Tribuna

MarÍa Enriqueta Artillo

Abogado Artillo Abogados, miembro de Guadaliuris

Prohibiciones

Reconozco que me enerva vivir rodeada de normas que prohíben y que nos hace parecer lo que somos, maleducados, porque quisiera que fueran innecesarias

Prohibiciones Prohibiciones

Prohibiciones / rosell

Reconozco que en mi fuero interno me rebelo contra las prohibiciones, me rebela que la sociedad tenga que funcionar a base de leyes prohibitivas y punitivas, pero también he de admitir que no hay otra solución, que no estamos preparados para funcionar por normas cívicas, normas naturales que no salgan del Boletín Oficial del Estado o similar, sino que salgan del respeto y la convivencia humana.

Y lo peor es que parece que cada vez la regla generaliza es prohibir para poder convivir unos al lado de los otros, que si no existe una norma restrictiva, vamos a ocupar el espacio del otro y pisotear al prójimo. El principio del respeto a los demás es cuasi inexistente en nuestra sociedad.

Si no existen leyes y normas de conductas que delimiten, ocuparemos y pisotearemos el espacio ajeno, con premeditación y alevosía como si estuviéramos volviendo al tiempo de las cavernas o quizás peor.

Y a pesar de existir esas normas, también tratamos de saltárnoslas a hurtadillas.

Reconozco que me encrespa en mi fuero interno la mala educación que nos rodea, razón por la cual, el hueco que debería ocupar la buena educación lo ocupan las leyes.

DATOS GUARDADOS:

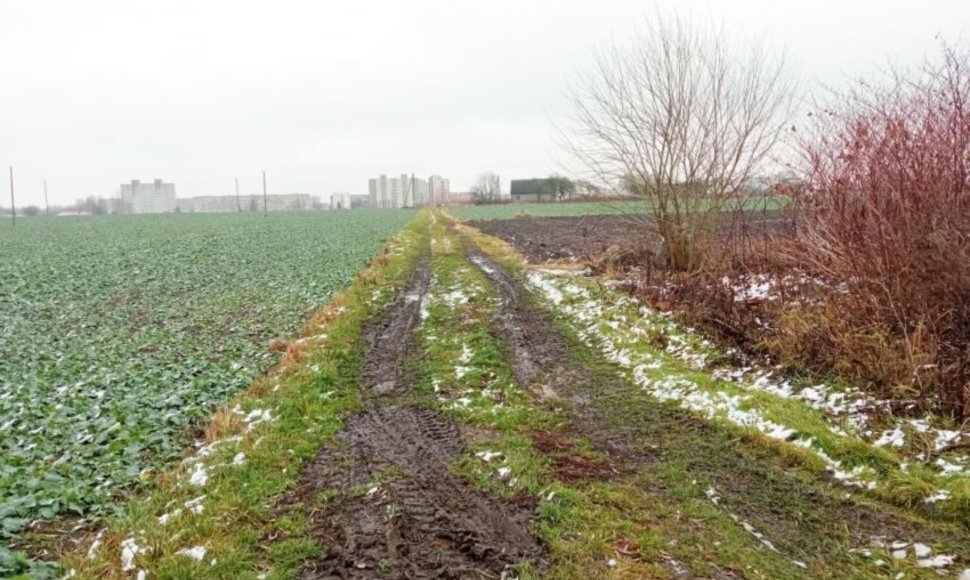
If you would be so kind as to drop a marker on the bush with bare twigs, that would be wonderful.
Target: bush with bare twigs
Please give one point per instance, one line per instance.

TAREAS:
1 > Devuelve, por favor, el fragmento del artículo sobre las prohibiciones que empieza en las palabras "Prohibiciones Prohibiciones" y acaba tras "en nuestra sociedad.".
2 > Indica si cada afirmación coincide con el artículo sobre las prohibiciones y responde sí o no, citando textualmente las palabras que lo deciden: (a) El texto admite que no hay otra solución que las leyes prohibitivas. (b) Según el texto, el principio del respeto a los demás está muy extendido en nuestra sociedad. (c) El texto sostiene que, aunque existan normas, intentamos saltárnoslas.
El listado es material independiente del artículo sobre las prohibiciones.

RESPUESTAS ESPERADAS:
1 >
Prohibiciones Prohibiciones

Prohibiciones / rosell

Reconozco que en mi fuero interno me rebelo contra las prohibiciones, me rebela que la sociedad tenga que funcionar a base de leyes prohibitivas y punitivas, pero también he de admitir que no hay otra solución, que no estamos preparados para funcionar por normas cívicas, normas naturales que no salgan del Boletín Oficial del Estado o similar, sino que salgan del respeto y la convivencia humana.

Y lo peor es que parece que cada vez la regla generaliza es prohibir para poder convivir unos al lado de los otros, que si no existe una norma restrictiva, vamos a ocupar el espacio del otro y pisotear al prójimo. El principio del respeto a los demás es cuasi inexistente en nuestra sociedad.

2 >
(a) Sí: "pero también he de admitir que no hay otra solución".
(b) No: "El principio del respeto a los demás es cuasi inexistente en nuestra sociedad."
(c) Sí: "Y a pesar de existir esas normas, también tratamos de saltárnoslas a hurtadillas."